● **AUFGABE A**: In welchem Jahr ließ sich Tante Melitta laut dem Auszug über Kaffeefilter ihre Filteridee patentieren?
● **AUFGABE B**: Führen Sie den Auszug über Kaffeefilter bitte im selben Stil weiter, direkt im Anschluss an seinen letzten Satz.

──────── SEITENAUSZUG

Dagegen hat doch keiner was, oder?

Und dafür ist Handarbeit und Wissen gefragt – und ja, ein bisschen Snobismus und mitunter übertriebener Retrocharme sind auch dabei. Schließlich ähneln Kaffeebars eher Laboren als Cafés und die Barista tun so, als hätten sie die Handfilterei erfunden.

Haben sie natürlich nicht, denn Tante Melitta ließ sich ihre Filteridee schon 1908 patentieren. Andere sind im Laufe der Jahre auf den Zug aufgesprungen und haben die Methode höchstens verfeinert.

Denn in erster Linie geht es bei der Filterei nur darum, Kaffeesatz zwischen den Zähnen zu vermeiden. In zweiter Linie wird es jedoch interessant.

Was filtert der Filter? Und was nicht?

Was filtert der Filter? Und was nicht?

Den allerersten Melitta-Filter bastelte Frau Bentz laut Legende aus dem Löschpapier der Schulhefte ihrer Kinder. Dieses Papier legte sie in eine Dose, in die sie vorher Löcher genagelt hatte. Und dieses Grundprinzip hat sich nie verändert, auch wenn die Papierqualität heute eine andere ist.

Kaffee im Test ohne Koffein

Denn Löschpapier ist ja vor allem dafür da, Flüssigkeiten aufzusaugen und besteht meist aus gebleichten Fasern, für die in der günstigen Variante Holz eingesetzt wird. Außerdem ist Löschpapier mechanisch wenig belastbar.

Für den ursprünglichen Zweck, die Kaffeekrümel aus der Tasse zu halten, waren diese Eigenschaften jedoch durchaus ausreichend. Nur fiel irgendwann vielleicht auch Tante Melitta auf, dass der Kaffee aus dem simplen Löschpapier-Filter einen komischen Beigeschmack hat – und das Papier schon nach wenigen Wasserfuhren komplett hinüber ist.

Darum wurde irgendwann echtes Filterpapier verwendet. Dieses ist laut Definition ein „holzfreies, ungeleimtes, aus Hadern hergestelltes Saugpapier, das durch besondere Reinheit gekennzeichnet ist und dessen Scheidefähigkeit und Filtriergeschwindigkeit definiert sind.“

Hadern sind eigentlich Papiere aus Stoffresten, allerdings werden in der Herstellung von Filterpapier eher Faserstoffe aus Nutzpflanzen verwenden. Hochwertig sind diese Papiere in jedem Fall.

Der Witz daran ist aber nicht nur ihre hohe Reinheit, die grundsätzlich keinen Fremdgeschmack in den Kaffee addieren soll.

Wichtiger ist, dass sich je nach Papierstruktur und Faserzusammensetzung sehr genau beeinflussen lässt, welche Stoffe voneinander geschieden werden sollen und mit welcher Schnelligkeit das passiert. Dieser Unterschied ist vor allem in Laboren essentiell.

Im Falle des Kaffeefilters wollen wir Festes von Flüssigem trennen und dabei dennoch genug Substanzen aus dem Feststoff lösen und anschließend in den Kaffee befördern. Dafür gibt es komplizierte Formeln und noch kompliziertere Messmethoden.

────────────────
──────── DATENBLOCK

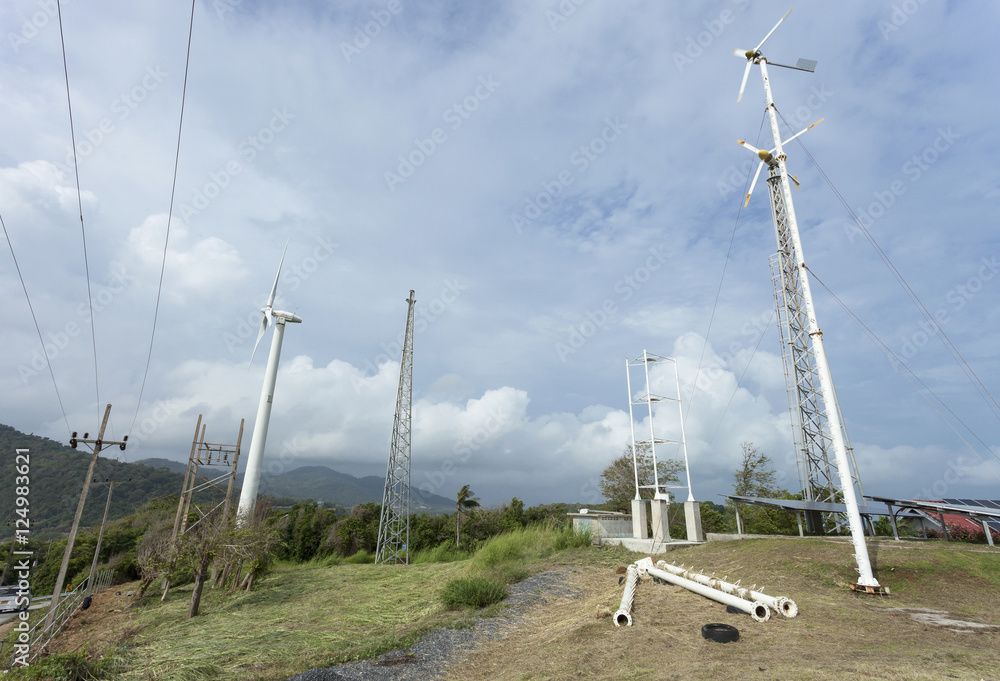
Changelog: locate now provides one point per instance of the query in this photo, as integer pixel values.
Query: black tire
(722, 633)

────────────────

● **ERWARTETE ANTWORT A**: Im Jahr 1908.

● **ERWARTETE ANTWORT B**:
Für uns reicht es zu wissen, dass ein Filterkaffee, wenn alles gut läuft, am Ende etwa 22 Prozent der Inhaltsstoffe einer Bohne gelöst hat und der Anteil von Fest zu Flüssig im Filterkaffee ungefähr 1 bis 3 Prozent beträgt.

Das läuft zum Beispiel beim Koffein darauf hinaus, dass ungefähr 50 mg pro 100 ml im Filterkaffee rumschwimmen, während es bei einem Espresso rund 133 mg wären. Mehr dazu erfahrt ihr im Artikel Wie viel Koffein ist im Kaffee und anderen Getränken?

So gesehen ist Filterkaffee also eher eine ziemlich subtraktive Methode – und das gilt besonders für die Kaffeeöle. Die werden bis zu rund 80 Prozent durch das Filterpapier zurückgehalten.

Das kann uns zwar aus Schlankheitsaspekten völlig wurscht sein, beeinflusst aber in erheblichen Maße den typischen Geschmack eines Filterkaffees.

Wie schmeckt Filterkaffee?

Dass Fett ein Geschmacksträger ist, wissen wir alle. So eine richtig dicke Butterstulle ist eben was anderes als eine trockene Scheibe Brot. Allerdings hat Fett auch immer die Eigenart, sich in gewisser Hinsicht in den Vordergrund zu rempeln und dabei sehr feine Nuancen platt zu machen.

Darum kommt uns zum Beispiel ein Filterkaffee wesentlich plörriger vor, wenn wir zuvor einen dicken, viskosen und sehr runden Schluck Espresso getrunken haben. Der bringt rund 0,2 Gramm Fett pro 100 ml mit. Filterkaffee hat davon nur noch Spuren.

Rocko Mountain Coffee Circle Tasse

Allerdings treten bei einem „fettarmen“ Filterkaffee andere Akteure in den Vordergrund: die sogenannten Polysaccharide als Kohlenhydrate und die Chlorogensäuren als Ester, die besonders in der Kaffeebohne konzentriert sind.

Beide Stoffgruppen sind nicht solche Schulhofrüpel wie Fette oder auch die Bitterstoffe und ihr Kumpel Koffein. Und weil von beidem im Filterkaffee weniger vorhanden ist, kommen die zarteren Geschmacksnaturen darin auch gut zum Tragen.

In Zahlen hieße dies wiederum, dass ein Filterkaffee durchschnittlich rund 0,3 g Kohlenhydrate mitbringt, während Espresso hier nur hauchdünne Spuren bietet.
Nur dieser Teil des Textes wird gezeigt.